▶ [TEXT SECTION]
:::::

You expect my uterus to do WHAT?!?!











The rest of the appointment was total fuucking crap. What a waste of my time.

First of all, it was exactly an HOUR after my appt time when they called me back there. In that hour, they printed off my medical history and had me look over it to see if I needed any corrections. Um, ok. I’ve never had to do that before, but w/e.

My medical history was so screwed up. They left my brother’s chron’s disease off, they switched the smoking and drinking questions and had wrong values in for them.

So I was called back. The nurse (with my medical history right in front of her) asked when my last period was. I told her. She replied with “Are you sure you’re not pregnant?” :headdesk: See that line right there with last week’s date? Yeah, that’s a quant beta draw. So unless I got ku in the last week, yeah, i’m pretty sure. (I actually replied with a sweet “As of last Thursday’s beta I wasn’t” She replied with “Oh, so your cycles aren’t regular then?” :headdesk: “You fucking idiot, that’s why on my medical history my cycle length is noted at “at minimum 30 days, but varies greatly” (Sweet replied: “No, that’s partially why I’m here”)

:::::

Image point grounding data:
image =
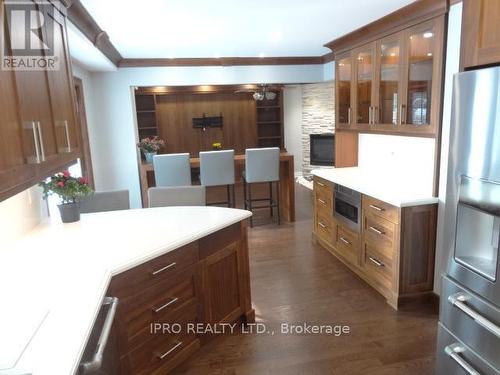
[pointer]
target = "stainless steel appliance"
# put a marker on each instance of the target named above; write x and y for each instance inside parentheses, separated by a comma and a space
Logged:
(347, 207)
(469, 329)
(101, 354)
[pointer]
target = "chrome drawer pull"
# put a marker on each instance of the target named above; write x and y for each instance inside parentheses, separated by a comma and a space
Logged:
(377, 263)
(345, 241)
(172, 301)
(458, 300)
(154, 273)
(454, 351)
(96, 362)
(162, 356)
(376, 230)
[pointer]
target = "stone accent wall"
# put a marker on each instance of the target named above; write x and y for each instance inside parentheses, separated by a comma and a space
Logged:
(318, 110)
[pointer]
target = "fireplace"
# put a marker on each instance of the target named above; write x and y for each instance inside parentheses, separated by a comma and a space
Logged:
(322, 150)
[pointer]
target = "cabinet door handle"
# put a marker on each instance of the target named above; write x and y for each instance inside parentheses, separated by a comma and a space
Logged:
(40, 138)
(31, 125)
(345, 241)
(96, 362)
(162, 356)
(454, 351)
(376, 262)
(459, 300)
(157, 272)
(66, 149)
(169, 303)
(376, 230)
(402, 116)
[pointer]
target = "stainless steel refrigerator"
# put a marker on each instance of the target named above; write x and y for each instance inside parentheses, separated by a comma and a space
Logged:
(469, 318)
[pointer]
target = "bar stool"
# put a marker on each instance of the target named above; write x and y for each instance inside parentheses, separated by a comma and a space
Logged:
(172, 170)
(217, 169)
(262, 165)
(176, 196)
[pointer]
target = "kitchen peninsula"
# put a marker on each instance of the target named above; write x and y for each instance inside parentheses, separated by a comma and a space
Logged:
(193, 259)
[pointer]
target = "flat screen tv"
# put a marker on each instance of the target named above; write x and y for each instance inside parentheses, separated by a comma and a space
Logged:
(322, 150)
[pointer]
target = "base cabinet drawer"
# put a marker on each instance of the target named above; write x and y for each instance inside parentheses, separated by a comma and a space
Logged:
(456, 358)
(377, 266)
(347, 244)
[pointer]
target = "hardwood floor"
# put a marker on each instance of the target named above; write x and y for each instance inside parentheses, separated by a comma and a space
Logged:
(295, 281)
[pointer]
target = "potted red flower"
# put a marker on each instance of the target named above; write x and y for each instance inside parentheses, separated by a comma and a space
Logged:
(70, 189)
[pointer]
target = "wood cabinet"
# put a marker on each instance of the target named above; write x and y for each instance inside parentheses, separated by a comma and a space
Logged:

:::::

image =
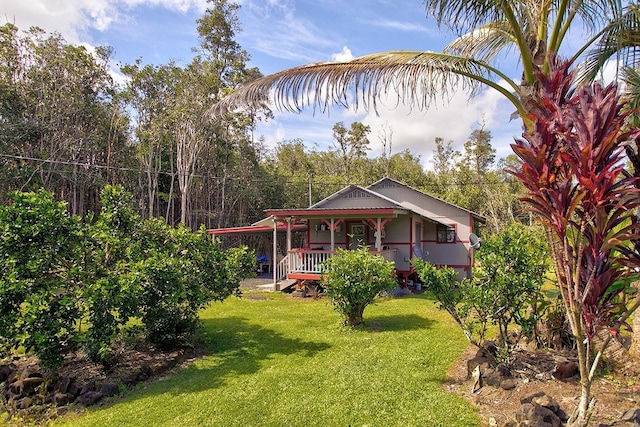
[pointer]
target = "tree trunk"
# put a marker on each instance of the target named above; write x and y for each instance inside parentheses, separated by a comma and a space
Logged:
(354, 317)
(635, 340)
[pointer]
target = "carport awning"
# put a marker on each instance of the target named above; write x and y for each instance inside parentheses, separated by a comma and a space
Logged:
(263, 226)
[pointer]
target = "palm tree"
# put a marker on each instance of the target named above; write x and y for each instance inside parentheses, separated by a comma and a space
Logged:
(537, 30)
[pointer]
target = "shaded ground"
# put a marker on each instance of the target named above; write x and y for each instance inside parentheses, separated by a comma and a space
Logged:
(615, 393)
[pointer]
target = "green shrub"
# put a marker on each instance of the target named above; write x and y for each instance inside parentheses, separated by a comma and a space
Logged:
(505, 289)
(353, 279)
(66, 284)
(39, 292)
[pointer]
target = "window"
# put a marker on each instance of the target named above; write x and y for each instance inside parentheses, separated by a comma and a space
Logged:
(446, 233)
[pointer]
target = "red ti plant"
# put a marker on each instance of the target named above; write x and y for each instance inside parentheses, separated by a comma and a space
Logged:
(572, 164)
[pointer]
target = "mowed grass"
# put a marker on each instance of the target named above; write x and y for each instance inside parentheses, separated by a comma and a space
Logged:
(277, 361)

:::::

Can you reproduce the full "You expect my uterus to do WHAT?!?!" post, word for word and with no changes?

▶ [YOUR SOLUTION]
You expect my uterus to do WHAT?!?!











The rest of the appointment was total fuucking crap. What a waste of my time.

First of all, it was exactly an HOUR after my appt time when they called me back there. In that hour, they printed off my medical history and had me look over it to see if I needed any corrections. Um, ok. I’ve never had to do that before, but w/e.

My medical history was so screwed up. They left my brother’s chron’s disease off, they switched the smoking and drinking questions and had wrong values in for them.

So I was called back. The nurse (with my medical history right in front of her) asked when my last period was. I told her. She replied with “Are you sure you’re not pregnant?” :headdesk: See that line right there with last week’s date? Yeah, that’s a quant beta draw. So unless I got ku in the last week, yeah, i’m pretty sure. (I actually replied with a sweet “As of last Thursday’s beta I wasn’t” She replied with “Oh, so your cycles aren’t regular then?” :headdesk: “You fucking idiot, that’s why on my medical history my cycle length is noted at “at minimum 30 days, but varies greatly” (Sweet replied: “No, that’s partially why I’m here”)